INPUT ▸
+ + + + + + +
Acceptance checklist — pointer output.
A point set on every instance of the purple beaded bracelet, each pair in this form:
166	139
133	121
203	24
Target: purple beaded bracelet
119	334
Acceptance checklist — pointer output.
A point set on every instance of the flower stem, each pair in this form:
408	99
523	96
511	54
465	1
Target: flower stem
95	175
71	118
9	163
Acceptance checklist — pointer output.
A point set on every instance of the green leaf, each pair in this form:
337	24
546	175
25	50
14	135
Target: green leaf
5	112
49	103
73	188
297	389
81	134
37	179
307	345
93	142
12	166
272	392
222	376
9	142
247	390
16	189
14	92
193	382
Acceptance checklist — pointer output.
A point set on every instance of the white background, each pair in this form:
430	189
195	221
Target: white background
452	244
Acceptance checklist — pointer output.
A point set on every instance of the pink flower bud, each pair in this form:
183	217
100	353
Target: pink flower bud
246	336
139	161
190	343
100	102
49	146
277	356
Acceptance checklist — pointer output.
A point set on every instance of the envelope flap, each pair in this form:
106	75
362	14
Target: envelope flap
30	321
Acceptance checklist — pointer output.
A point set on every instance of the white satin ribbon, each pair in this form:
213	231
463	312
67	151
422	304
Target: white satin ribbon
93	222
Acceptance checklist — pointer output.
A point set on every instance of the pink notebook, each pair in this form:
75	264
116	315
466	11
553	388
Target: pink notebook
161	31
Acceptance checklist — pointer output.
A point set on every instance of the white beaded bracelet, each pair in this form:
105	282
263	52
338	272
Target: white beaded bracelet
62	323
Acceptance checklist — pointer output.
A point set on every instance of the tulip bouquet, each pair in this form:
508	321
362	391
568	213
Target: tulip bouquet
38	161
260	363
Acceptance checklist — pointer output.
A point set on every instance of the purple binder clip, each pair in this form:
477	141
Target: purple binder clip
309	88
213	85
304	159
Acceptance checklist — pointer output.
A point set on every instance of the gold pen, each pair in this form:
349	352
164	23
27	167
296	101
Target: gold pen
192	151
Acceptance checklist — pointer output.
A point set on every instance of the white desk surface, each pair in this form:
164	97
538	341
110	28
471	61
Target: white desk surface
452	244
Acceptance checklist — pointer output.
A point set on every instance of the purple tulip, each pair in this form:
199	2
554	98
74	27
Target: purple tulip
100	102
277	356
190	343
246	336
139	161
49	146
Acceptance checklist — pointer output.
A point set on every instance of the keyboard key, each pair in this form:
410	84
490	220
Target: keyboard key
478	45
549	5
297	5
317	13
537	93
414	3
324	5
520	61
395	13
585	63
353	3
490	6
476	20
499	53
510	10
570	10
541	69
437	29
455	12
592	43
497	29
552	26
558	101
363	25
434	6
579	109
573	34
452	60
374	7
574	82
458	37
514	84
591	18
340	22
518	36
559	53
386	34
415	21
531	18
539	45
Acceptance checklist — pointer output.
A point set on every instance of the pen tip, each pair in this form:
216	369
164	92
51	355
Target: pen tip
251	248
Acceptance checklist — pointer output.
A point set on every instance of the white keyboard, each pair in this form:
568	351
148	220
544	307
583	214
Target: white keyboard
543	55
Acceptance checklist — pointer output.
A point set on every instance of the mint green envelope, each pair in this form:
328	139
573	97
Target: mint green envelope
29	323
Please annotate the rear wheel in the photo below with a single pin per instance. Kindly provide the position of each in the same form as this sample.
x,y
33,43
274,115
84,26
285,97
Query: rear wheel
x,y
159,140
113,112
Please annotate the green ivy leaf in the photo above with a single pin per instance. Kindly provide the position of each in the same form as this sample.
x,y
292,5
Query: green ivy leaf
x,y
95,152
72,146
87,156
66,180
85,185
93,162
+ + + + + + +
WORK TO DO ▸ Extract the closing run of lines, starting with the one containing "Please annotate the rear" and ending at the last, exactly as written.

REPLY TO THE EXERCISE ▸
Please annotate the rear wheel in the photo below with a single pin per instance. Kindly provide the position of each in the same form as this sample.
x,y
33,43
274,115
84,26
285,97
Query: rear wheel
x,y
159,140
113,112
Please annotate the green ivy leaf in the photo above with a single pin per instance. Kindly provide the position of each in the same form as this sample.
x,y
292,5
Query: green ivy leaf
x,y
95,152
72,146
87,156
66,180
85,185
93,162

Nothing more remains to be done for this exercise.